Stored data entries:
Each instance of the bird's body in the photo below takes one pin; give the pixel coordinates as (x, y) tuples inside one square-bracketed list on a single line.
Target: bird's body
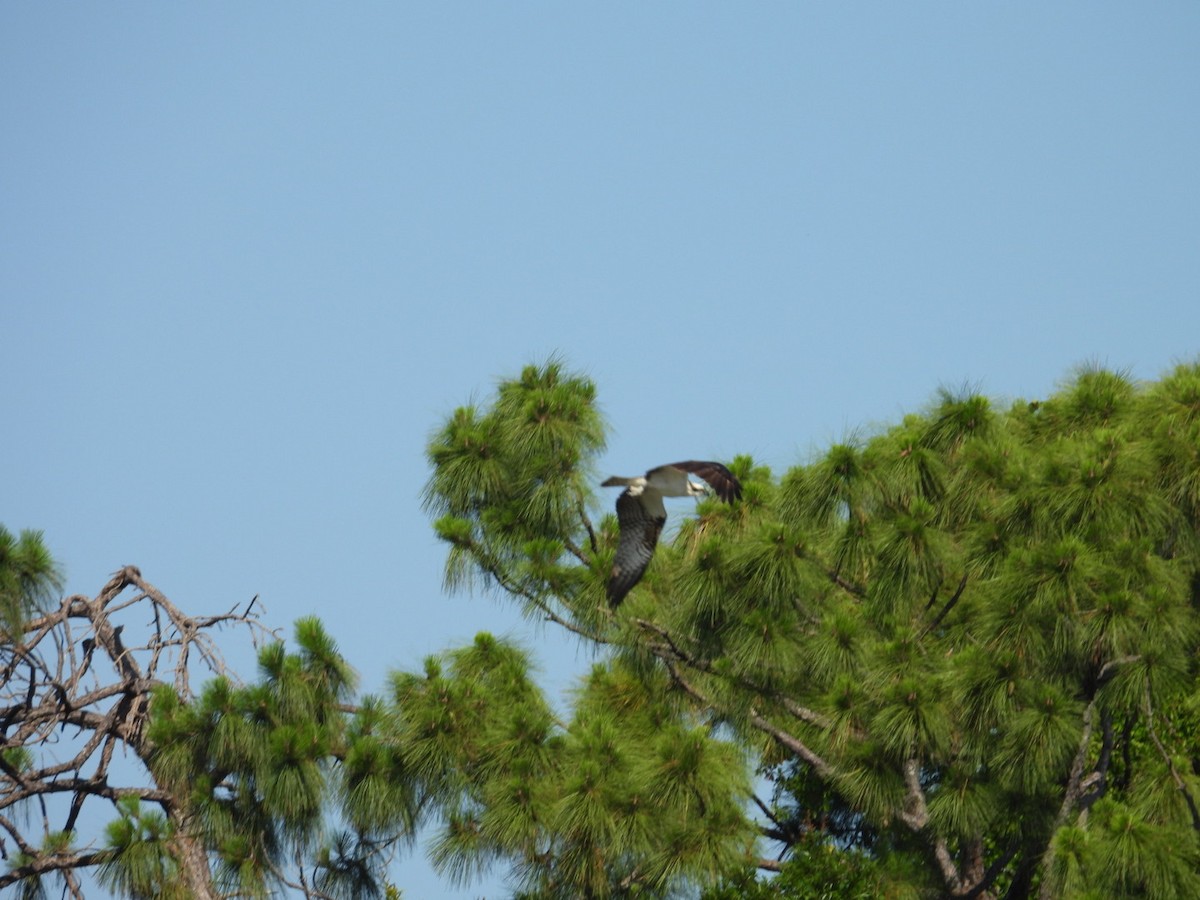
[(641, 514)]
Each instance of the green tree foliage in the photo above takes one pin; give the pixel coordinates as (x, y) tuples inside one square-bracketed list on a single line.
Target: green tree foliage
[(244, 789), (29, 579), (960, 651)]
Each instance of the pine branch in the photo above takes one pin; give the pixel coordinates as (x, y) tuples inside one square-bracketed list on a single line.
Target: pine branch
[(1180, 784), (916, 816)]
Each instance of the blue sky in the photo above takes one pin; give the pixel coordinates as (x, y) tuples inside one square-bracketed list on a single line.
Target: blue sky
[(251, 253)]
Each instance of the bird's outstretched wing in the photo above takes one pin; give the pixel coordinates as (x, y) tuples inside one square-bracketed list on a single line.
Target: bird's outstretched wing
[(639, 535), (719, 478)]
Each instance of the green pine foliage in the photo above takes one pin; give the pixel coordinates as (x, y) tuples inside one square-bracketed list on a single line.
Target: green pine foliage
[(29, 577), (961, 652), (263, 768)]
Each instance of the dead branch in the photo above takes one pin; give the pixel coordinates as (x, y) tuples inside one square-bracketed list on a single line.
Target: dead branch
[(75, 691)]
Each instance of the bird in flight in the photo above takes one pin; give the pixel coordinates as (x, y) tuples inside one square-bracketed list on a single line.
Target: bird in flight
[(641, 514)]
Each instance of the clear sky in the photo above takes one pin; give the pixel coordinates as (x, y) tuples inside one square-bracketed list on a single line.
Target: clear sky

**WORK TASK**
Return every line of the records in which the word "inside" is found.

**ANSWER TO THIS PROBLEM**
Each instance of the bird's body in the photo below takes one pin; give the pixel coordinates as (x, y) tuples inside one square-bracketed list on a single line.
Each instance of the green tree foliage in the photo above takes one pin; give the pixel coordinates as (x, y) tuples inside one square-bracketed list on a single line.
Each instance of the pine branch in the photo above takes one pin; give the pixel coordinates as (x, y) tuples inside one square-bracketed list on a single line.
Each instance of the blue sky in the photo above takes one pin; give the pixel coordinates as (x, y) tuples inside one square-bracketed list on a single line.
Each instance of the bird's outstretched wing in the photo above takes one pin; give the pixel coordinates as (x, y) tuples inside one square-bracketed list on a single line.
Each instance of the green pine foliage in the photo above takes one pin; give the pixel coordinates as (x, y) tuples inside one square-bracketed list on a single line.
Each instance of the dead branch in the photo above takes one pin; give the pixel coordinates as (x, y) tuples inside one square-bracketed list on a single line.
Each instance of the bird in flight in the photo above takes one pin; give the pixel coordinates as (x, y) tuples inside one square-bracketed list on a single line.
Each instance of the clear sky in the photo above takes one pin; give the pixel coordinates as (x, y) tuples inside one square-bracketed list on a single line.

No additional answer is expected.